Records contained in a dataset:
━━━

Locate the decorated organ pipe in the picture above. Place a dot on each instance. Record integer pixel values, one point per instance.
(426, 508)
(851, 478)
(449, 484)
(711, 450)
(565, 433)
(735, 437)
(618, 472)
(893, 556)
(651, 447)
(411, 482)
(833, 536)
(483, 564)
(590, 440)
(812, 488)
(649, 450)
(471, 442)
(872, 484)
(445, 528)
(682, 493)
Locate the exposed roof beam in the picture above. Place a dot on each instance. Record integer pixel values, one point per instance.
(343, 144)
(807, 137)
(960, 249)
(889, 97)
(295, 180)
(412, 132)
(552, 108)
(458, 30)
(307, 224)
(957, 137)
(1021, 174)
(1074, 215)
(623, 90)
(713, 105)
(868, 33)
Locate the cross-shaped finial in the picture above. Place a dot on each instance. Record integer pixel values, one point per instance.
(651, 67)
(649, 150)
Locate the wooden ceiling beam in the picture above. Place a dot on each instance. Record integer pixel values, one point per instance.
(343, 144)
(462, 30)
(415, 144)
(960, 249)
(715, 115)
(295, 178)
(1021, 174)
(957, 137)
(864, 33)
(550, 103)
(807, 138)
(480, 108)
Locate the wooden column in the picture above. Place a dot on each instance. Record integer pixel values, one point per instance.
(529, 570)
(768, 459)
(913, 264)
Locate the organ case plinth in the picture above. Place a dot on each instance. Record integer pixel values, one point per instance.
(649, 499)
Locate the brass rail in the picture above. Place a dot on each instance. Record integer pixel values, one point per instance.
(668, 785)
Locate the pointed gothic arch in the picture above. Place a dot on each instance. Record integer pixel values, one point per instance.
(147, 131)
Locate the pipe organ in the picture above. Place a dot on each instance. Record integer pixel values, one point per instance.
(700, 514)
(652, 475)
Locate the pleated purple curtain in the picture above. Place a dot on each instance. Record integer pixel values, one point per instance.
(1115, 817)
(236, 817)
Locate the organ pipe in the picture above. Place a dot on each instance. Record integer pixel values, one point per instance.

━━━

The line with "Locate the pointed" and every line after it up to the end of the entries: output those exactly, and only those.

## TASK OUTPUT
Locate the pointed gothic arch in the picture above. Place a dot on each instance. Record integer pixel values, one point per instance.
(147, 131)
Locate the pipe organ in the picture above. Place a dot on each instance. Record integer pixel values, one point per instance.
(700, 514)
(652, 475)
Locate the pleated purple curtain in the picture above. Place a dot on each instance. Record integer pixel values, one point per instance.
(1115, 817)
(236, 817)
Locate the organ pipe in the picture above. Place a dot on each instance. Record integer pixel values, one point per instance.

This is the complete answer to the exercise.